- What the task asks
Quote every one of the rows below word for word, with nothing added or left out.

- Provided records

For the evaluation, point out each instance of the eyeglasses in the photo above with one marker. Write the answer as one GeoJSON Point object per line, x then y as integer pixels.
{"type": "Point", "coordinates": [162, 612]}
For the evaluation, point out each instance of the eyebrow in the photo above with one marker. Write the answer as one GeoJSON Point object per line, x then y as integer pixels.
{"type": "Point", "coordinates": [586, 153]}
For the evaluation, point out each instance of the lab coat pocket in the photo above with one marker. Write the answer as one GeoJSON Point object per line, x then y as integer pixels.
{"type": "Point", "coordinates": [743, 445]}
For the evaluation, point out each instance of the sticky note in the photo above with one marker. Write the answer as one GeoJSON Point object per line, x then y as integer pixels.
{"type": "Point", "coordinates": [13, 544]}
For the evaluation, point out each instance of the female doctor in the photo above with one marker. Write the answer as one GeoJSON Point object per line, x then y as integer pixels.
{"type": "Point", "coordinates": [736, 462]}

- Complete response
For the evaluation, point out each instance of the eyeglasses in the photo above with one marker. Write the answer as one GeoJSON Point object per line, x then y as integer pixels.
{"type": "Point", "coordinates": [162, 612]}
For the evaluation, point out each instance of the eyebrow in the photo above with one marker. Write the answer as one GeoJSON Point object per line, x then y as integer pixels.
{"type": "Point", "coordinates": [586, 153]}
For the evaluation, point out each instance of the lab coat pocket in the photo above with one marker. Write the answer as one GeoJSON Point object per line, x then y as integer pixels.
{"type": "Point", "coordinates": [743, 445]}
For the evaluation, point out each instance of the sticky note in the photo above with one marker. Write the answer as one GeoJSON Point object per line, x then y as integer pixels.
{"type": "Point", "coordinates": [13, 544]}
For the evaluation, point out each instance of the female doctor in the photo above with one marker. Write the answer as one GeoJSON Point object per line, x then y as integer pixels.
{"type": "Point", "coordinates": [736, 462]}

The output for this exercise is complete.